- PROBLEM REQUIREMENTS -
Should a line below contain the word "tower", report it.
=======
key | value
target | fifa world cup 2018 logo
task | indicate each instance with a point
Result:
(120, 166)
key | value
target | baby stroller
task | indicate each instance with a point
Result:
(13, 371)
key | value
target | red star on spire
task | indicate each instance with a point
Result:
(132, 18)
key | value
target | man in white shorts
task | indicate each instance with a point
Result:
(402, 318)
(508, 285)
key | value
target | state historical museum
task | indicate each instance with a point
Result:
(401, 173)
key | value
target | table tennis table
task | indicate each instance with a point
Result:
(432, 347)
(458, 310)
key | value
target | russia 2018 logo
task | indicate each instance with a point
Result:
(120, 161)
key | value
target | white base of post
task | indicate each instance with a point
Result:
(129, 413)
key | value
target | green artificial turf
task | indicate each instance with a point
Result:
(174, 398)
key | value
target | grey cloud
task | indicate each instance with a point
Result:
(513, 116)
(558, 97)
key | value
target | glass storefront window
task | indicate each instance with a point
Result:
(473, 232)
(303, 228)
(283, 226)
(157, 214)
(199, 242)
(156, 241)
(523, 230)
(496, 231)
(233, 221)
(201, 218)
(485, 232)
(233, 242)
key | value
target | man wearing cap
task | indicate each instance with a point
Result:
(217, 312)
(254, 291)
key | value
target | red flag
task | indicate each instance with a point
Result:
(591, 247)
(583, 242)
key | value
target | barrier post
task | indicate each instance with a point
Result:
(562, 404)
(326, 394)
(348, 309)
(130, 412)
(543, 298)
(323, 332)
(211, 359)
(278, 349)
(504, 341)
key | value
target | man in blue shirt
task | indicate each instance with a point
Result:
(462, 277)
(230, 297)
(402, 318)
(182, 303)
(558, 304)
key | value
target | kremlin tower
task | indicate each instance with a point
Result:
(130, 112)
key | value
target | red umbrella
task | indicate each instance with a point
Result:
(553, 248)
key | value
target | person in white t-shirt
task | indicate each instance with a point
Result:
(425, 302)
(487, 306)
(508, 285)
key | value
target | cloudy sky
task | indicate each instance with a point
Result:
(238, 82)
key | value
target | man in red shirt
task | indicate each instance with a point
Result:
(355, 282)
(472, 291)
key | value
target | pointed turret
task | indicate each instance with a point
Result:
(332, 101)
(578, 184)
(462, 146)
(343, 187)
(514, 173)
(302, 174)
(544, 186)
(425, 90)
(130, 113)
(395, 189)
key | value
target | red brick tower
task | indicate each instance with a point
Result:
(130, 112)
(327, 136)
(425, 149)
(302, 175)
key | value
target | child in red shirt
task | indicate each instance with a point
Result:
=======
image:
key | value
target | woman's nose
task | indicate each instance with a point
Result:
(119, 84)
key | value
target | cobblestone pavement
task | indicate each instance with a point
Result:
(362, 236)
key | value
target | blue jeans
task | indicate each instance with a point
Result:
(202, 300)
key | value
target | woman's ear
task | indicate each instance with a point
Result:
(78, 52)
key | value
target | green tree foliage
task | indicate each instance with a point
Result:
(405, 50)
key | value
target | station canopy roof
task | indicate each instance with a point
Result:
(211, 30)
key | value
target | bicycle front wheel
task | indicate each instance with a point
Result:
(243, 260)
=======
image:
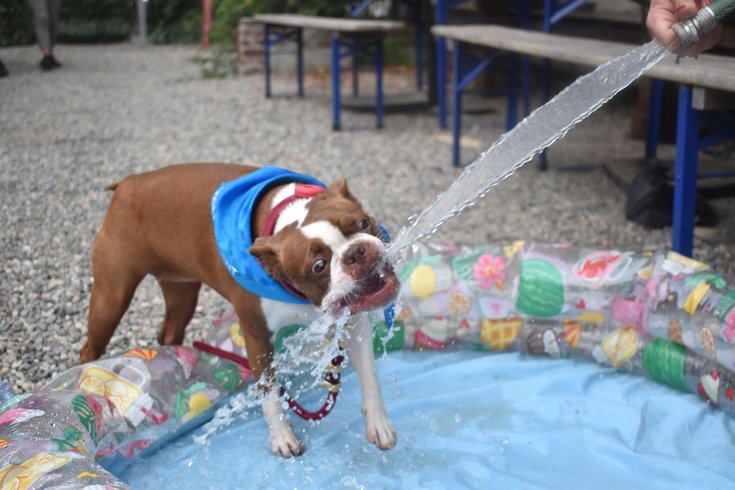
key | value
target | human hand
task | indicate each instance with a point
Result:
=======
- RESULT OF THE EXERCISE -
target | kremlin tower
target | red brick tower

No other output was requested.